**Task details:**
Repeat the line that contains "Where can you see the road" exactly, along with each following line up to and including the last line of the entries.

**Source records:**
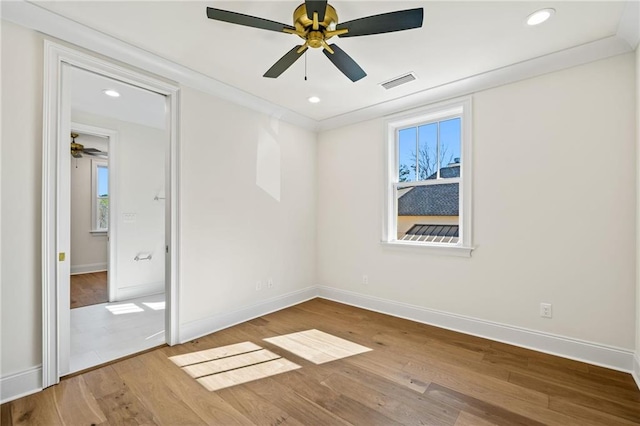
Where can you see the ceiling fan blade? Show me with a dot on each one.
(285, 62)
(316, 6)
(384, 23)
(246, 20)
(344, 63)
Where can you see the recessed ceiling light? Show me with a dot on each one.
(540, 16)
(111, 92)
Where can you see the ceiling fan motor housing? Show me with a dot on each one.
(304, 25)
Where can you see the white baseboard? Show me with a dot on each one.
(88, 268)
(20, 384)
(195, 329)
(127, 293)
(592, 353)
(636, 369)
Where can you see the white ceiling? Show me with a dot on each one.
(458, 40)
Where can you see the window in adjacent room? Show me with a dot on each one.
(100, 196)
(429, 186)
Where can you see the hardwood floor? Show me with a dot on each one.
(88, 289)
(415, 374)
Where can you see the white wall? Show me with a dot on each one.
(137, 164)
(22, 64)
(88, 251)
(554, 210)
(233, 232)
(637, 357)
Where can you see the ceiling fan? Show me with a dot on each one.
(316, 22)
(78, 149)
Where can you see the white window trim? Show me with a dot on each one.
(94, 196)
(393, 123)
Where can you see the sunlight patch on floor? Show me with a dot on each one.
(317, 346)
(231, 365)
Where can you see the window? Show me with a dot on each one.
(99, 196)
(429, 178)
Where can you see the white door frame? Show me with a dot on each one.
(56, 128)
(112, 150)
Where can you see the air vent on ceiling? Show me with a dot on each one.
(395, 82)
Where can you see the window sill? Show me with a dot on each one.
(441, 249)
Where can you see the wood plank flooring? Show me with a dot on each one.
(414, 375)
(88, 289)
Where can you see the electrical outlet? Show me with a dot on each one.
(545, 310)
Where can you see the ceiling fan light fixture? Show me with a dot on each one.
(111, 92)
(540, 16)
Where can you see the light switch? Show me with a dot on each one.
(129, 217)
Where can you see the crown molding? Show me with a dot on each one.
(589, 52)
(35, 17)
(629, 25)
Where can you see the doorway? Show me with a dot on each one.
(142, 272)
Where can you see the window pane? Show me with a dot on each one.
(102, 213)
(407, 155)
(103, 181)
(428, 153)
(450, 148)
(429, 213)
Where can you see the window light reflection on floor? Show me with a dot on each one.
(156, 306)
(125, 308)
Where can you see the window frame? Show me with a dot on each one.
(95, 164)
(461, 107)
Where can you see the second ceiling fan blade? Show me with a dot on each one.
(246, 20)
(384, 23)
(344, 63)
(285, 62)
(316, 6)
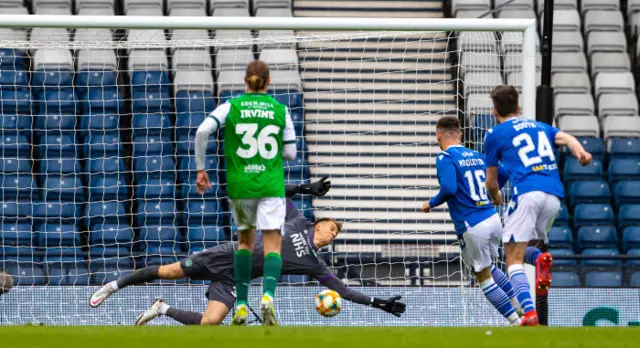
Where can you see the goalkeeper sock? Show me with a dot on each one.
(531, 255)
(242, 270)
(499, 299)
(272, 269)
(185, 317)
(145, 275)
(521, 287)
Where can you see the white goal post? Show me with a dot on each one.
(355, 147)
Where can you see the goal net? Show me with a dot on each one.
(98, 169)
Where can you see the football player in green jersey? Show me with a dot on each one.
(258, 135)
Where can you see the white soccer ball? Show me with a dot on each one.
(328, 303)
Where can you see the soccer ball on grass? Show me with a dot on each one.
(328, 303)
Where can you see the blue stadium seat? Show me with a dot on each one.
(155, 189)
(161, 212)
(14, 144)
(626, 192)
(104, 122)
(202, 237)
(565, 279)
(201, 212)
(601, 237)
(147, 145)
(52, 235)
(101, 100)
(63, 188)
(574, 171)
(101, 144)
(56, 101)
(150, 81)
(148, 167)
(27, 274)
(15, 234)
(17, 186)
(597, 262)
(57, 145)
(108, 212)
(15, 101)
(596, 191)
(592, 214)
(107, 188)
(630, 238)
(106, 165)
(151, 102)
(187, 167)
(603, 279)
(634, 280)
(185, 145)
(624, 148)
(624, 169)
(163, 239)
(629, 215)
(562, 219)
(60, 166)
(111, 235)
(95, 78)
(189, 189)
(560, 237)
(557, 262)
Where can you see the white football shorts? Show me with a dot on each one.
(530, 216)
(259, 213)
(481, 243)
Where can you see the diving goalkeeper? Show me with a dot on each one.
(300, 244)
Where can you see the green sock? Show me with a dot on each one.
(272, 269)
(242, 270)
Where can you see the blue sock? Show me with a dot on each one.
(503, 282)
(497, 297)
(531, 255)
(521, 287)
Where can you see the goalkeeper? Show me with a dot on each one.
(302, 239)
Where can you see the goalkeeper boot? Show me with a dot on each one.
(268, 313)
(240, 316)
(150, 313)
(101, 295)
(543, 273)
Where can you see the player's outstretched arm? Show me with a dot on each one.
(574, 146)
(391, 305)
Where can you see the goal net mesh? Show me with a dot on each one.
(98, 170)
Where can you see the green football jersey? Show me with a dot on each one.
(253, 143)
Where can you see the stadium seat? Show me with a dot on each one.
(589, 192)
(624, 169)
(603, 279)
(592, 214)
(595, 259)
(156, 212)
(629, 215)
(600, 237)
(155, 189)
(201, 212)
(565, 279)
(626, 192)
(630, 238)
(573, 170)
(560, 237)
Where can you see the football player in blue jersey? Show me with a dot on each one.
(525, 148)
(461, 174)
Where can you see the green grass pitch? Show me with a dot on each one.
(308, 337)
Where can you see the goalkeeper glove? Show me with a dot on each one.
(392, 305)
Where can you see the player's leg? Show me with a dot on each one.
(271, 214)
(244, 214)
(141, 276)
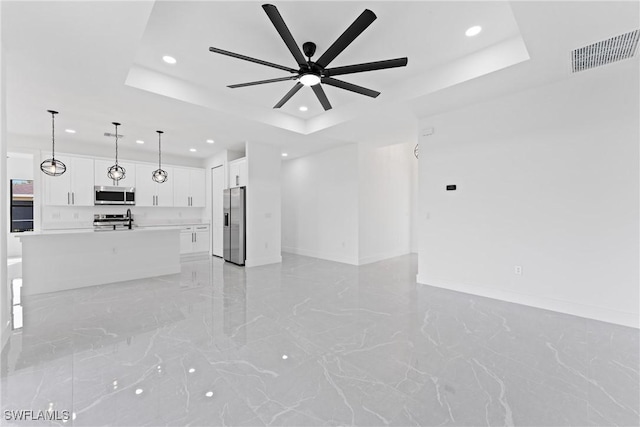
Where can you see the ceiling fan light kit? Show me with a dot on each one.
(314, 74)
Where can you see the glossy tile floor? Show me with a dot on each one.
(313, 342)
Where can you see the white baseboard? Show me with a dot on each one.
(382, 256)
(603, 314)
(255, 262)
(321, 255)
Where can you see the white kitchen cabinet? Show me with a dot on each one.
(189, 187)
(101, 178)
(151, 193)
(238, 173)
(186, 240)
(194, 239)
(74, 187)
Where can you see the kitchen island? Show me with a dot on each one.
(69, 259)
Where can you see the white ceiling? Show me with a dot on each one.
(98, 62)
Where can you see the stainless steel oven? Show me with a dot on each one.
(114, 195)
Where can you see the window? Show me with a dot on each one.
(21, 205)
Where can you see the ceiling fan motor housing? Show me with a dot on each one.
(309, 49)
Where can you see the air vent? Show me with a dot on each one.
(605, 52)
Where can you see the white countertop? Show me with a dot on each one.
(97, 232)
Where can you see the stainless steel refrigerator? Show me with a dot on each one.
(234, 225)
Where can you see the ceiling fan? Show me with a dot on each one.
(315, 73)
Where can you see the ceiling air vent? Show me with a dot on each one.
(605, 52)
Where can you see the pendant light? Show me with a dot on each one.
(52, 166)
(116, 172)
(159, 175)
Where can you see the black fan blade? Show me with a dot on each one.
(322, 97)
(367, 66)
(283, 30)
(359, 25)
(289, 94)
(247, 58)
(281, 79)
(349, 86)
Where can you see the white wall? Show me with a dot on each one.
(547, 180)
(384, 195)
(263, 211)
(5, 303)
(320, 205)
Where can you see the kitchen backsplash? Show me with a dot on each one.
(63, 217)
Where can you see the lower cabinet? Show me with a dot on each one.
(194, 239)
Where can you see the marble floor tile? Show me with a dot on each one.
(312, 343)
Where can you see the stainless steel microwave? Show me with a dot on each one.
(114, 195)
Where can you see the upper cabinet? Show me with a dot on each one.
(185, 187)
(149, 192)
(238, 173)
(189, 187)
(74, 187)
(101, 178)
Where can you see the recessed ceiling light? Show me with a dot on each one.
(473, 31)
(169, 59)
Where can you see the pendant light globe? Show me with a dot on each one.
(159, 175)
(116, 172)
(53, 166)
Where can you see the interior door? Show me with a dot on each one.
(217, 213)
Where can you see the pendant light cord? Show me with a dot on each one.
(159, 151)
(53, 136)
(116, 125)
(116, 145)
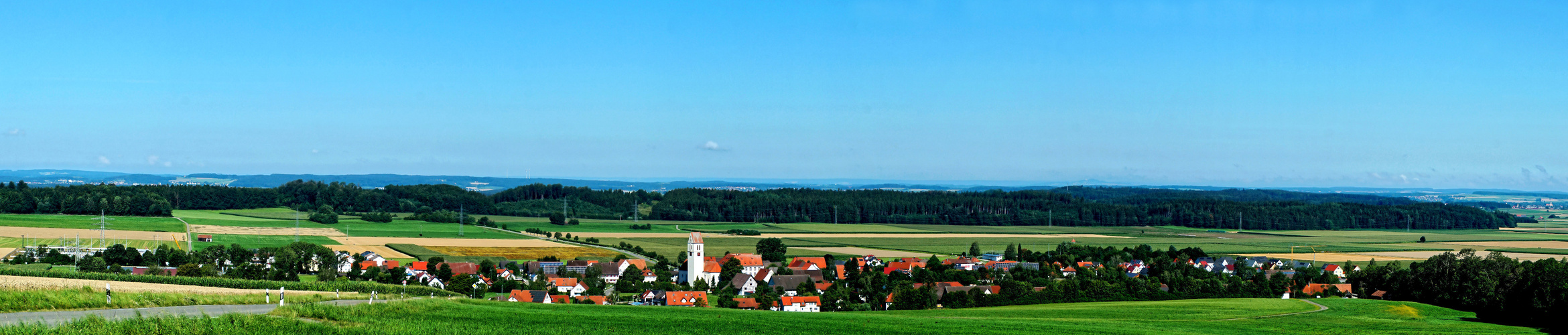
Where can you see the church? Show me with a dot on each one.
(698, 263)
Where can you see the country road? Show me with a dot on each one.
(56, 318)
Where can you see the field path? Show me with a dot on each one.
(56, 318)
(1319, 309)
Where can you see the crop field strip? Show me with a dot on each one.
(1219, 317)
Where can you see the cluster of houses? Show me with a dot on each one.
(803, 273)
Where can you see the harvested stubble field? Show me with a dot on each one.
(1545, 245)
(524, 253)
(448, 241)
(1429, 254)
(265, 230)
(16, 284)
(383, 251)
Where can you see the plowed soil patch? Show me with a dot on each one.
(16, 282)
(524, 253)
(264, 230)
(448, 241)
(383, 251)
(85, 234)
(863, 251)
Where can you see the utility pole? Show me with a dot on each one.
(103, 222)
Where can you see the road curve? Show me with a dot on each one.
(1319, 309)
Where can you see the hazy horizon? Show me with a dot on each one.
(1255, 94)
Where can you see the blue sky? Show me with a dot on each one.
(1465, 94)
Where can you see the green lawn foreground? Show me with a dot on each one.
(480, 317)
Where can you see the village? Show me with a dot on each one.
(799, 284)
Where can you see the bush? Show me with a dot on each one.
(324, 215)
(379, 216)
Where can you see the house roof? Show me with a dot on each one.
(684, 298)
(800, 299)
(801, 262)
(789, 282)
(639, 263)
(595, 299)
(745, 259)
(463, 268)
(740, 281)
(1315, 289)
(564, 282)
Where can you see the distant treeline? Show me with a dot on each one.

**Response:**
Where can you see the road curve? Show me with a dot on each one.
(1319, 309)
Where can you see the hazy horizon? Show me with a dot on each one.
(1255, 94)
Where can you see the blue sky? Show me with a dot on each one.
(1465, 94)
Where can you see the green lawn foreground? Show me with a dot on each one.
(480, 317)
Where can you see the village? Show me with a dot on each one.
(799, 284)
Where can you see the bush? Show me with a dot on each one.
(324, 215)
(379, 216)
Where can you see the house roof? Show me with a dot on each one.
(684, 298)
(800, 299)
(801, 262)
(789, 282)
(639, 263)
(595, 299)
(745, 259)
(463, 268)
(740, 281)
(1315, 289)
(564, 282)
Where can you see the distant treeline? Show me with a dot on each one.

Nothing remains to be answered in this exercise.